Location identification items
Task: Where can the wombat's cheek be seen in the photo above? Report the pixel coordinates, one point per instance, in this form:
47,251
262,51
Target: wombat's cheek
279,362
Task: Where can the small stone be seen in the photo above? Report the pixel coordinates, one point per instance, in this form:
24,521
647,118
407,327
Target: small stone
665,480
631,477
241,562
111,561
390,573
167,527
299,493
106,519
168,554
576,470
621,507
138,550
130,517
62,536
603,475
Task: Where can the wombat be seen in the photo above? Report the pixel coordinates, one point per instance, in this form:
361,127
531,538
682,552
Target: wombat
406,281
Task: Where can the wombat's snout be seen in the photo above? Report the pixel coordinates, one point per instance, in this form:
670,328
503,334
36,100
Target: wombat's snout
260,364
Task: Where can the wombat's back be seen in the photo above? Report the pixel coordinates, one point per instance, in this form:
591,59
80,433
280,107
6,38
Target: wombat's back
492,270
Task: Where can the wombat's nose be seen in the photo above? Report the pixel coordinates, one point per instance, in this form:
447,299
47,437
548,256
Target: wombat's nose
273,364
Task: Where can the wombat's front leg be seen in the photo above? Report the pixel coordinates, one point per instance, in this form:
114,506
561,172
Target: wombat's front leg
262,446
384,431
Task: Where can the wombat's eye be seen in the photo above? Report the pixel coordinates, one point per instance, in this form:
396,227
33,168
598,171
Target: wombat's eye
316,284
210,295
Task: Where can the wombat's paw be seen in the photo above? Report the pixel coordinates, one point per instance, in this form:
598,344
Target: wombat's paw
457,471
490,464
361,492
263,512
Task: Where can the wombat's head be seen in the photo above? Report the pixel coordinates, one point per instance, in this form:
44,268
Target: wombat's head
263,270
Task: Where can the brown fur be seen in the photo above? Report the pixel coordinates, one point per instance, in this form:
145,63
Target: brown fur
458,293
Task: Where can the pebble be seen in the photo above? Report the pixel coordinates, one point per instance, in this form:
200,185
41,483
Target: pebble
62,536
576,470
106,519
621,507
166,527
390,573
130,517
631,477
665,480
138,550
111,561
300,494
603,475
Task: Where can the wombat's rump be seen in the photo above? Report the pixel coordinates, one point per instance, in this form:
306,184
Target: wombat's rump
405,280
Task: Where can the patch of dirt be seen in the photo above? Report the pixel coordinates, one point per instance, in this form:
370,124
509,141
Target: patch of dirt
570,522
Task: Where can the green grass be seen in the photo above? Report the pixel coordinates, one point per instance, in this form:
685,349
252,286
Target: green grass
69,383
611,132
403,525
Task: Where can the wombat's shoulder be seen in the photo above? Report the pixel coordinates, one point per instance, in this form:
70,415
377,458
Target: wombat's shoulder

> Task
Provide an exact reproduction of all the entries shown above.

> Solution
Task: Where can the wombat's cheek be seen in the photo above? Report the pixel coordinates, one point per instance, in this form:
47,251
262,51
Target: wombat's cheek
279,362
Task: Where can the small stone be seen in the photo above? Report the pixel coordinates, one point per instance, in this form:
24,521
647,118
407,327
Target: small stone
665,480
631,477
241,562
111,561
390,573
167,527
299,493
106,519
168,554
576,470
621,507
138,550
130,517
62,536
603,475
Task: Where can the wombat be seen in the photo above? Report the pixel coordinates, one point per instance, in this form:
361,127
531,538
682,552
Target: wombat
406,281
Task: Where can the wombat's snout be seen in the photo above? Report the pixel coordinates, one point per instance, in this form:
670,328
503,334
36,100
Target: wombat's snout
260,364
Task: Where can the wombat's back be seen in the photo above? Report the pixel coordinates, one point per instance, in this form:
591,59
80,433
280,107
6,38
Target: wombat's back
492,270
Task: Where can the wombat's nose be seen in the photo above? Report the pixel coordinates, one point per instance, in this form:
447,299
47,437
548,256
Target: wombat's nose
273,364
Task: Where can the wombat's front leg be seen in the photo above? Report the pixel coordinates, one point per instance, in this form:
114,506
561,172
Target: wombat's front leg
262,446
384,431
Task: Where can the wombat's eye be seen in the photo above? Report the pixel coordinates, one point per instance, in this form:
396,227
33,168
598,171
Target: wombat's eye
316,284
210,295
Task: Where can the wombat's paw be seen in the photo above? Report the pixel coordinates, one point per instance, in this form:
598,344
Target: wombat's paw
457,471
490,464
361,492
263,512
Task: Where can the wombat's head be seen in the photo above? Report the pixel coordinates, one point per instance, in this form:
44,268
Target: wombat's head
263,270
Task: Where can the brown fur be seen in the photo above? Report the pixel coordinates, one point per instance, in this form:
145,63
Target: brown fur
458,293
Task: Where can the pebble be seen in the photo above? Report the pixel coordinates, one point per instance, in this form:
200,185
41,483
Target: pebble
62,536
576,470
106,519
621,507
166,527
390,573
130,517
631,477
665,480
138,550
111,561
300,494
603,475
Task: Where can the wombat's rump be seen in the photo above? Report the pixel coordinates, one point per instance, in this form:
306,184
Target: wombat's rump
405,280
Task: Where can the patch of dirt be seen in the photo above? Report the pixel coordinates, one point per instance, in this form:
370,124
509,141
Target: patch of dirt
570,522
Task: Where can the green grass be seen in the photo above? Report the pixel coordinates, one point per instance, in this form:
685,349
252,286
Target: green grass
69,383
611,132
403,525
Task: Where can the wombat's shoulder be seen in the photo above? Report the pixel coordinates, one point per instance, in this form:
70,415
377,458
Target: wombat's shoulder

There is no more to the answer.